Every word in the data below belongs in your copy, exactly as given; the pictures do not.

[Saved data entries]
=== Begin Enclosure ===

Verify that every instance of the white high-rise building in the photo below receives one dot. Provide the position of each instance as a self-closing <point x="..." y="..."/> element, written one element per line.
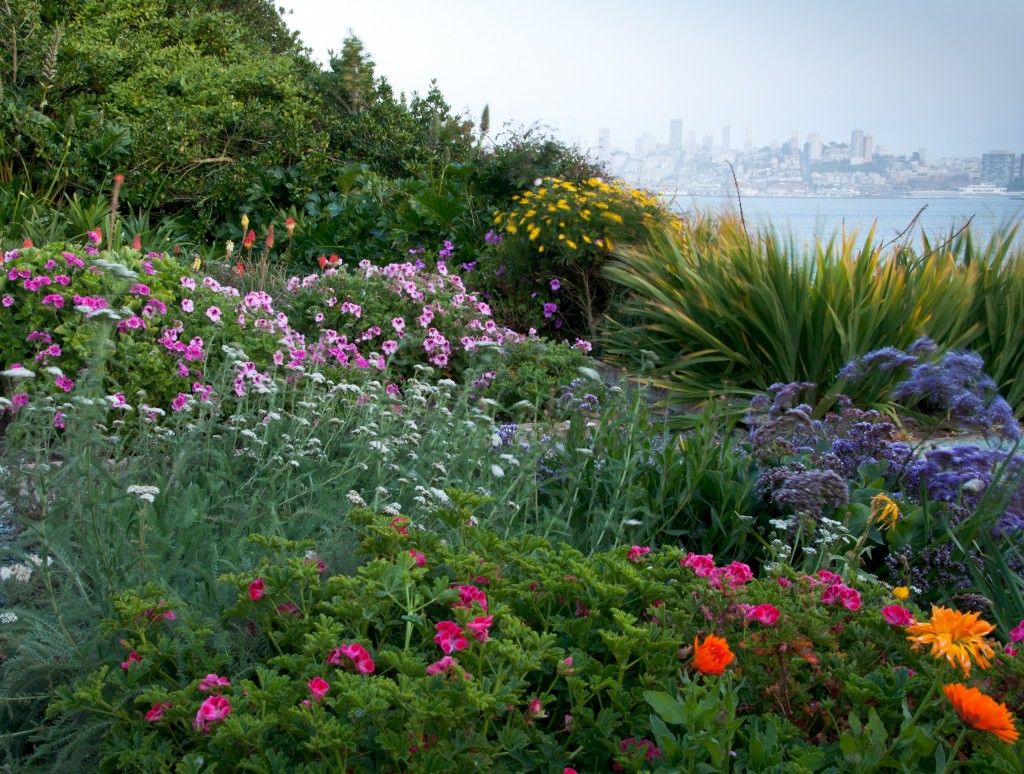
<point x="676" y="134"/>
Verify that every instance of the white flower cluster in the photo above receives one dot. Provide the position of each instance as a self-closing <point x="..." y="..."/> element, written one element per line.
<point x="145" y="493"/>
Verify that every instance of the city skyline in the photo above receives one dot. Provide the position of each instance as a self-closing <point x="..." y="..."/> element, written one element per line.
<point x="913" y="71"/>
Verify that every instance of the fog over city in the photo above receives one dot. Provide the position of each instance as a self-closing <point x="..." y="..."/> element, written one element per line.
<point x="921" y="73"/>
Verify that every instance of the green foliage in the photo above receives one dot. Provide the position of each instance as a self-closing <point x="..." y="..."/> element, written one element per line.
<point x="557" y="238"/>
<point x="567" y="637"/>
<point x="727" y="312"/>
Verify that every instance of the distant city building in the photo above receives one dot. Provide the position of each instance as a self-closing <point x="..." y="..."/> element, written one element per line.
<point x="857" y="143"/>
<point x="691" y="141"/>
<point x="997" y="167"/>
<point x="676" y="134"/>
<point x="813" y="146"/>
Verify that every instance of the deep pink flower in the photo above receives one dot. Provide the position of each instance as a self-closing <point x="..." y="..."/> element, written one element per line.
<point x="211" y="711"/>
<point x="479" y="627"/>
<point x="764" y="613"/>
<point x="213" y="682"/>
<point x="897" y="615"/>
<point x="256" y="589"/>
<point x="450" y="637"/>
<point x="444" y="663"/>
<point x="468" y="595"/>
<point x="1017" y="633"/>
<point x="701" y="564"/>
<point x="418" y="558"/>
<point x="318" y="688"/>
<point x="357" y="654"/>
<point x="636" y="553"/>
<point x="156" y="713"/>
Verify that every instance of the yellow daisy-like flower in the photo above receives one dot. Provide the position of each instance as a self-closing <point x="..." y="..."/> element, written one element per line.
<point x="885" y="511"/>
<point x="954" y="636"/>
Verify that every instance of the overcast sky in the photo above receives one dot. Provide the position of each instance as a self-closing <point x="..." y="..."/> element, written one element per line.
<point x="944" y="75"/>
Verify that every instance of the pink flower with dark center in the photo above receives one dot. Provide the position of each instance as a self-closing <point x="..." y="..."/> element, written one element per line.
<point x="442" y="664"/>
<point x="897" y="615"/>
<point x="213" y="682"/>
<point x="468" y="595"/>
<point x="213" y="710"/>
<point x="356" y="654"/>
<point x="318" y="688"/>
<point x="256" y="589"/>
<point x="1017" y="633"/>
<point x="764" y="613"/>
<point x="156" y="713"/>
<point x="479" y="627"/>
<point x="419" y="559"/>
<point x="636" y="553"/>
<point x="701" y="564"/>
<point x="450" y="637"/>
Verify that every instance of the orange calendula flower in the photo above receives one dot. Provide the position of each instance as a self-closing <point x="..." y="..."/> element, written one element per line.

=== End Enclosure ===

### Task result:
Verify that every instance of the white high-rise building in the photo below receives one dot. Provide the position of each instance as a self-closing <point x="..." y="..."/> element, written one element per line.
<point x="676" y="134"/>
Verify that every instance of the white flower cluster in the photo above receives one dot. Provide the position of each instance as a self-closing <point x="..." y="..."/> element, written one element per line.
<point x="145" y="493"/>
Verify that every instance of the city skyline in the photo above receives one dot. Provide the position of each instance as a self-closing <point x="..." y="..."/> element, written one element per line.
<point x="913" y="71"/>
Verify that every instance of the fog over city in the photo above receives one dot. Provide the position of each instance as a self-closing <point x="..." y="..."/> element, written one element per line.
<point x="921" y="73"/>
Verify that every instance of the green foliage in the photo above receives one dot. Provide the position of each instance as a self-closing <point x="..." y="..."/> element, written one element per line.
<point x="557" y="238"/>
<point x="567" y="637"/>
<point x="727" y="312"/>
Verify that every instance of the distant city building in the photo above receives one dot. Provide the position of each instance as a self-closing <point x="..." y="..."/> element, written one element per line.
<point x="857" y="143"/>
<point x="691" y="141"/>
<point x="997" y="167"/>
<point x="676" y="134"/>
<point x="813" y="146"/>
Verify that every instance of the deep pink flower in the photo above receives one dot. Provide the position of each instance as a self-closing <point x="..." y="..."/> element, written one element per line.
<point x="211" y="711"/>
<point x="479" y="627"/>
<point x="764" y="613"/>
<point x="213" y="682"/>
<point x="897" y="615"/>
<point x="256" y="589"/>
<point x="450" y="637"/>
<point x="444" y="663"/>
<point x="468" y="595"/>
<point x="1017" y="633"/>
<point x="701" y="564"/>
<point x="418" y="558"/>
<point x="318" y="688"/>
<point x="357" y="654"/>
<point x="636" y="553"/>
<point x="156" y="713"/>
Verify that every instance of the yellow daisy-like flower in the photo above receives one dot. Provide the position of each instance as a self-closing <point x="..." y="..."/> element, written one element per line.
<point x="885" y="511"/>
<point x="954" y="636"/>
Verify that every instance of the overcast sky in the photo above receives one dot. Provide the position of each instance as a self-closing <point x="..." y="..."/> element, written one element per line.
<point x="944" y="75"/>
Verify that every instance of the pink flower with dark center in the photo above receives one dot. Provide the position of each instance as a self-closing <point x="..." y="..."/> element, written one element per line.
<point x="442" y="664"/>
<point x="897" y="615"/>
<point x="213" y="682"/>
<point x="468" y="595"/>
<point x="213" y="710"/>
<point x="356" y="654"/>
<point x="318" y="688"/>
<point x="256" y="589"/>
<point x="1017" y="633"/>
<point x="764" y="613"/>
<point x="156" y="713"/>
<point x="479" y="627"/>
<point x="419" y="559"/>
<point x="636" y="553"/>
<point x="701" y="564"/>
<point x="450" y="637"/>
Verify that every instance of the orange calendula flower in the photo above receives one dot. Provide the position of each instance as a self-closing <point x="..." y="..."/> element, written one element per line.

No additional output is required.